EXTRACTED INFORMATION ->
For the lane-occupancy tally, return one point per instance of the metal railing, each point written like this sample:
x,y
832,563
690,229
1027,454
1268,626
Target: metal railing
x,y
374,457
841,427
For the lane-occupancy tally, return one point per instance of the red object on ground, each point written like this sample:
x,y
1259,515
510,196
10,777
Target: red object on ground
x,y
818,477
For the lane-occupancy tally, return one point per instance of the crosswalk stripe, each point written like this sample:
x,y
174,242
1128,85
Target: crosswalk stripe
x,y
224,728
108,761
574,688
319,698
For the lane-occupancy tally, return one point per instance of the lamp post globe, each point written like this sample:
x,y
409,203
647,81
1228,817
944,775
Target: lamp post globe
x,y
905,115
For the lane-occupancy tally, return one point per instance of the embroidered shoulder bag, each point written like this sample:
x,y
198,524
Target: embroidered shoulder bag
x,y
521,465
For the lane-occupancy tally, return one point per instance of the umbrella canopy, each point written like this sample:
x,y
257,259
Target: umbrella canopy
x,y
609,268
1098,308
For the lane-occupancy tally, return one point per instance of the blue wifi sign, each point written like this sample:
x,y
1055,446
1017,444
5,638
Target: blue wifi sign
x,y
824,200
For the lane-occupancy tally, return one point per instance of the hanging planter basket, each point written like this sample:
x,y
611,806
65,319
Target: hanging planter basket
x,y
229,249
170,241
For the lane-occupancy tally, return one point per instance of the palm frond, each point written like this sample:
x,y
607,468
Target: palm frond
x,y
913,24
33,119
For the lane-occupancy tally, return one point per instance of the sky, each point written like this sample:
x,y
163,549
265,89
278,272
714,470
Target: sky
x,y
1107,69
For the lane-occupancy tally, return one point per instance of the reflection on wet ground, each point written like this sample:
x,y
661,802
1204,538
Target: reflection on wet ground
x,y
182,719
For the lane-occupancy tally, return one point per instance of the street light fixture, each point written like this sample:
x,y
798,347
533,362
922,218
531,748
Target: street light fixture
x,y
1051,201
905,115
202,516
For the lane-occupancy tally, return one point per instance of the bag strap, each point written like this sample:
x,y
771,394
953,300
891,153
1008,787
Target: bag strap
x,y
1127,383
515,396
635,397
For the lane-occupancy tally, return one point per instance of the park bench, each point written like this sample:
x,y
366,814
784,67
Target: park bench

SHORT TASK ->
Copy all of the material word for word.

CORRECT RESPONSE ->
For the lane-occupancy tally, return one point per instance of the metal railing, each point written like this sample:
x,y
832,563
690,229
1027,454
1268,626
Target: metal railing
x,y
374,457
841,427
For the lane-occupancy tally, return one point per instance of the red object on ground, each point written like this sample:
x,y
1259,515
510,196
10,777
Target: red object on ground
x,y
818,477
For the lane-occupancy tally, return one point per instance of the crosswalk stripe, each point written like this sample:
x,y
174,242
1128,85
Target: crosswalk stripe
x,y
224,728
108,761
574,688
319,698
For the lane-occupancy tally, return one point per instance of the lamp post globe, each point written like this sample:
x,y
409,203
647,81
1228,817
944,775
Target: lamp post globe
x,y
905,115
For the lane-occupancy tally, return one point per instance of the embroidered shoulder bag, each point written like this sample:
x,y
198,524
Target: embroidered shoulder bag
x,y
521,465
For the lane-occupancy tally, return one point per instance of the umbrella canopy, each point written like this sample:
x,y
257,259
Target: umbrella canopy
x,y
609,268
1098,308
For the lane-occupancy tally, return one point per instance of the blue wifi sign, each point written like this sample:
x,y
1055,446
1017,444
5,638
Target: blue wifi sign
x,y
824,200
For the lane-occupancy tally, return one point per instance of the hanging planter basket, each point written like this sample:
x,y
611,806
65,319
Target: hanging planter basket
x,y
229,249
170,241
For the lane-occupancy tally, return one point per instance of the palm frond, each point written like this sample:
x,y
607,468
Target: palm frond
x,y
913,24
33,119
For the lane-occupancy tally, return one point per instance of the sky, each point written like this sample:
x,y
163,549
265,89
278,272
714,470
Target: sky
x,y
1107,69
For the lane-occupancy tally, return one point per instance of the reflection on wet ground, each point written like this sample:
x,y
661,802
1204,538
Target: reflection on wet ground
x,y
182,719
For the lane-occupancy tally, return one point per instance of the street light fixture, each point written like this sample:
x,y
798,347
533,362
922,218
531,748
Target: street light fixture
x,y
1051,201
905,115
202,516
For the lane-occupancy tally, return one point per instance of the bag strap, each point written like this sample:
x,y
771,394
953,300
891,153
1008,787
Target: bag strap
x,y
1127,383
515,396
635,397
For the lane-occupancy tally, return one point per instance of the park bench, each point written like this sample:
x,y
366,814
784,67
Target: park bench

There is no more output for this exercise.